• _GOAL OF THE EXERCISE_
Please set down, word for word, the part of the esophagectomy abstract that begins at the words "Minimally invasive esophagectomy provides" and stops after "MIE and OHE.".

Minimally invasive esophagectomy provides significant survival advantage compared with open or hybrid esophagectomy for patients with cancers of the esophagus and gastroesophageal junction

Francesco Palazzo, Ernest L Rosato, Asadulla Chaudhary, Nathaniel R Evans, Jocelyn A Sendecki, Scott Keith, Karen A Chojnacki, Charles J Yeo, Adam C Berger
Journal of the American College of Surgeons 2015, 220 (4): 672-9

BACKGROUND: Minimally invasive esophagectomy (MIE) is increasingly being used to treat patients with cancer of the esophagus and gastroesophageal junction. We previously reported that oncologic efficacy may be improved with MIE compared with open or hybrid esophagectomy (OHE). We compared survival of patients undergoing MIE and OHE.

STUDY DESIGN: Our contemporary series of patients who underwent MIE (2008 to 2013) was compared with a cohort undergoing OHE (3-hole [n = 39], Ivor Lewis [n = 16], hybrid [n = 13], 2000 to 2013). Summary statistics were calculated by operation type; Kaplan-Meier methods were used to compare survival. Cox regression was used to assess the impact of operation type (MIE vs OHE) on mortality, adjusting for age, sex, total lymph nodes, lymph node ratio (LNR), neoadjuvant chemoradiotherapy (CRT), and stage.

• _DATA PROVIDED_
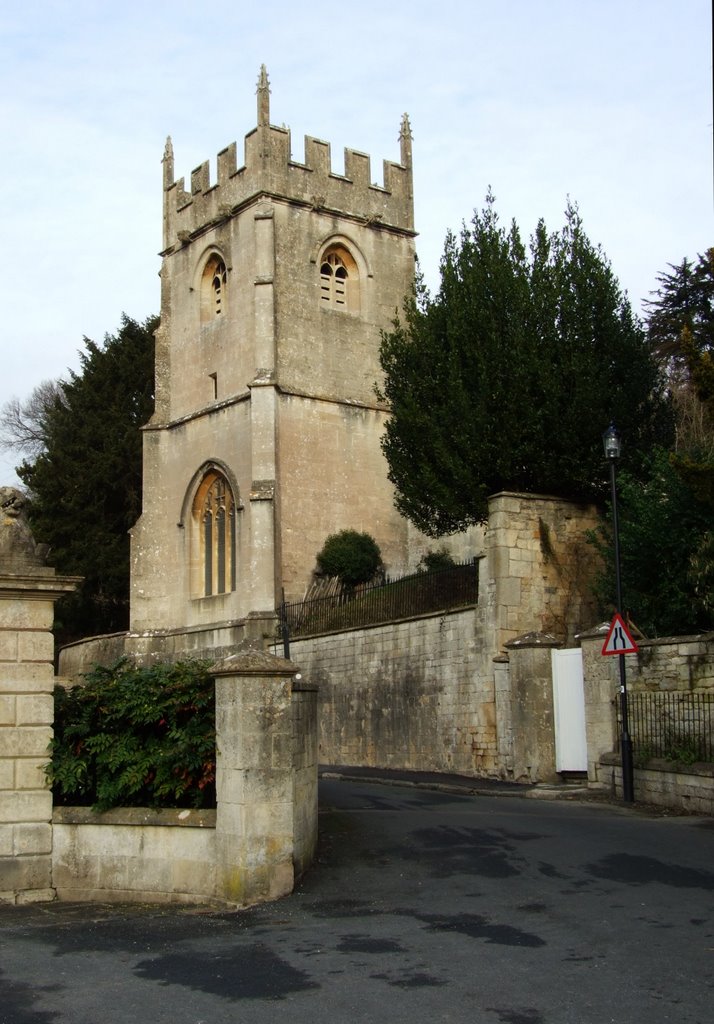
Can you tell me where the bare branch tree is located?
[0,380,64,459]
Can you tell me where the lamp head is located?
[602,423,622,459]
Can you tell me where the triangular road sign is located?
[602,611,638,654]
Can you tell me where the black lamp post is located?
[602,423,635,804]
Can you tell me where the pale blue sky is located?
[0,0,714,482]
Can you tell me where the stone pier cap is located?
[209,646,301,682]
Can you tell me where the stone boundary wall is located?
[46,671,318,906]
[0,638,318,906]
[597,754,714,816]
[622,633,714,693]
[52,807,220,902]
[272,608,497,775]
[580,623,714,814]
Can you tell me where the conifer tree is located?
[378,195,668,537]
[17,315,158,641]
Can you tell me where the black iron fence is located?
[627,691,714,765]
[278,559,478,637]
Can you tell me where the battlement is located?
[163,67,414,251]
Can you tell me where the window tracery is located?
[194,470,238,597]
[320,246,360,312]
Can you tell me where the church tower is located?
[131,68,415,649]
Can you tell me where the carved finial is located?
[161,135,173,188]
[257,65,270,125]
[400,114,414,167]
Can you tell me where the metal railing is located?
[278,559,478,637]
[628,692,714,764]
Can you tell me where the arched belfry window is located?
[193,470,238,597]
[201,254,225,324]
[320,246,360,312]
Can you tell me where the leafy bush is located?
[318,529,382,588]
[45,658,216,811]
[417,548,456,572]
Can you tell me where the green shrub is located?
[417,548,456,572]
[45,659,216,811]
[318,529,383,588]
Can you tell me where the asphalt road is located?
[0,780,714,1024]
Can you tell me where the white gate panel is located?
[551,647,588,771]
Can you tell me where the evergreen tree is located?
[17,315,158,642]
[594,449,714,637]
[378,195,669,537]
[647,249,714,509]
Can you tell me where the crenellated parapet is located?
[158,67,414,252]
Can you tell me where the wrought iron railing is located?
[627,691,714,765]
[278,559,478,637]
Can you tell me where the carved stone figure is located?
[0,487,47,573]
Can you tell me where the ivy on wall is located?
[45,658,216,811]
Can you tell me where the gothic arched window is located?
[320,246,360,312]
[194,470,238,597]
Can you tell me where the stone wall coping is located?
[504,630,562,650]
[0,566,84,601]
[209,647,299,678]
[52,807,216,828]
[59,630,129,650]
[575,623,610,640]
[276,602,480,645]
[599,752,714,778]
[489,490,596,509]
[637,633,714,647]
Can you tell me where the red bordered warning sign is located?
[602,612,637,654]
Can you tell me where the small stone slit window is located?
[201,255,226,324]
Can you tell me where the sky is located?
[0,0,714,484]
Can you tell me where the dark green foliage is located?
[417,548,456,572]
[595,450,714,637]
[379,196,669,537]
[317,529,382,588]
[47,659,216,810]
[645,249,714,367]
[18,316,158,642]
[647,249,714,509]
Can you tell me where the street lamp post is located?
[602,423,635,804]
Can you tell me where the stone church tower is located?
[131,68,415,649]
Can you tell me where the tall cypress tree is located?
[17,315,158,642]
[379,195,669,537]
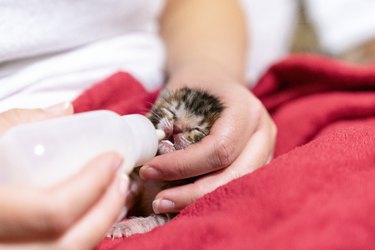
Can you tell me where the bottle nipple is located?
[156,129,166,141]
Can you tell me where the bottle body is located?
[0,111,158,186]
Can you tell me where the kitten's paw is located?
[158,140,176,155]
[106,214,169,239]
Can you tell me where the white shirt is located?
[0,0,164,110]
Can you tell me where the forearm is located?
[161,0,246,85]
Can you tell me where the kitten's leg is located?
[158,140,176,155]
[107,214,170,238]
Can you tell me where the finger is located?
[0,176,129,250]
[140,92,261,180]
[44,153,122,234]
[60,176,129,249]
[0,103,73,135]
[153,111,276,213]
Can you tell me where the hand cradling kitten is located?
[107,87,224,238]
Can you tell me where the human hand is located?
[0,153,128,249]
[140,69,276,213]
[0,104,129,249]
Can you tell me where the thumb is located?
[0,103,73,135]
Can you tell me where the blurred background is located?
[290,0,375,64]
[241,0,375,82]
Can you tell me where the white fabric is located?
[0,0,296,111]
[0,0,164,110]
[306,0,375,55]
[242,0,297,85]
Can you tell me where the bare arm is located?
[140,0,276,213]
[161,0,246,83]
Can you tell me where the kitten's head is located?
[148,88,223,149]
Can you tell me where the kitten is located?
[107,87,224,238]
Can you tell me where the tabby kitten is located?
[107,87,224,238]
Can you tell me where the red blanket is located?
[74,56,375,250]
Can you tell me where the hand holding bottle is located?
[0,105,129,249]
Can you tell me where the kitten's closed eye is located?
[148,88,223,153]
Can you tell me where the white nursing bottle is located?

• _ANSWER SECTION_
Minimally invasive esophagectomy provides significant survival advantage compared with open or hybrid esophagectomy for patients with cancers of the esophagus and gastroesophageal junction

Francesco Palazzo, Ernest L Rosato, Asadulla Chaudhary, Nathaniel R Evans, Jocelyn A Sendecki, Scott Keith, Karen A Chojnacki, Charles J Yeo, Adam C Berger
Journal of the American College of Surgeons 2015, 220 (4): 672-9

BACKGROUND: Minimally invasive esophagectomy (MIE) is increasingly being used to treat patients with cancer of the esophagus and gastroesophageal junction. We previously reported that oncologic efficacy may be improved with MIE compared with open or hybrid esophagectomy (OHE). We compared survival of patients undergoing MIE and OHE.